SHORT TASK 1: Summarize the Vienna passage in two sentences.

** Start TEXT PASSAGE **

Vienna is the capital of Austria and a famous travelling destination. The city is rich in culture and history, and it is a pleasure to discover and experience. There are several sights to see in order to enjoy your stay, so here is a small list of tourism attractions to get you started:

Vienna Historical Center:

The historical center of the city is considered a world Heritage site by the UNESCO  due to its urban and architectural qualities. With a medieval core, based on a roman settlement this city center is a catalogue of European architectonical styles from the  12th and 15th centuries to the Gründerzeit period of the 19th century. Architecture flourished as Vienna became a major cultural and economic center of Europe, the primary capital of the Austro-Hungarian Empire and a strategic spot for trade and commerce between Western and Eastern Europe, as well as point in the road of goods that arrived from the Middle East. Walking in the streets of Vienna’s old town is like walking through a History book, were every corner reveals another piece of history.


Schonbrunn Palace:

This famous palace was once the residence of one of Austria’s most famous historical characters: the empress Sisi, immortalized in both history books and the cinema. Schonbrunn was the summer residence of the imperial family for many years and is one of the most well-known examples of European Baroque architecture. The palace and gardens are considered a historical site of interest by the UNESCO, and there is so much to see: from Roccoco style showrooms to the famous labyrinth maze.

 

Tiergarten Schoenbrunn - Vienna Zoo:

Inside Schonbrunn Palace you will find the world’s oldest zoo: the Tiergarten Schoenbrunn. The Tiergarten Schoenbrunn was created in the year of 1752 by Emperor Franz I. This is one of the most prized and modern zoos in the world, having been named Europe's best zoo five times in a row. Today this is the home of more than 700 animal species including some endangered of extinction ones like the Siberian Tiger, the African Elephant and the Giant Panda.

 

Belvedere Palace and Museum:

One of the most famous palaces of Vienna, the Belvedere was the residence of Prince Eugene of Savoy, a successful general and art lover. The building is considered “a baroque architectural jewel” and is divided in two parts: the Upper and the Lower Belvedere.

The Upper Belvedere is home to the world's largest collection of  Gustav Klimt, including the famous golden paintings "The Kiss" and "Judith". Other masterworks by Znaim Alta, Michael Pacher, Rueland Frueauf the Elder and Conrad Laib can also be found on display here.

The Lower Belvedere is a showroom of Prince Eugene’s private apartments and staterooms, marked by the splendor of the aristocracy of the 18th century. In here you will be able to find the magnificent Marble Galery of the palace, the famous Golden Room and the Hall of the Grotesques.

 

St. Stephen's Cathedral:

St. Stephen's Cathedral is one of the most important Gothic structures in Austria. The construction began in the 12th century, and it is 107.2 meters long and 34.2 meters wide, being composed of four towers. The building has undergone several changes throughout the years in order to maintain and restore it. The most recent intervention began in 2017 with the dismantling of the giant organ, which shall be rebuilt during this year and consecrated at Easter 2020.

** End TEXT PASSAGE **
** Start RECORDS **

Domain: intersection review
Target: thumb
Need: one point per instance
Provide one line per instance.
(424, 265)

** End RECORDS **

SHORT TASK 2: Pick out every line of the records that contains the word "instance".

EXPECTED OUTPUT 1: Vienna, the capital of Austria, offers sights such as its historical center, which UNESCO considers a World Heritage site, and Schonbrunn Palace, the former summer residence of the imperial family and home to the world's oldest zoo. The Belvedere holds the world's largest collection of Gustav Klimt's work, and St. Stephen's Cathedral is one of the most important Gothic structures in Austria.

EXPECTED OUTPUT 2:
Need: one point per instance
Provide one line per instance.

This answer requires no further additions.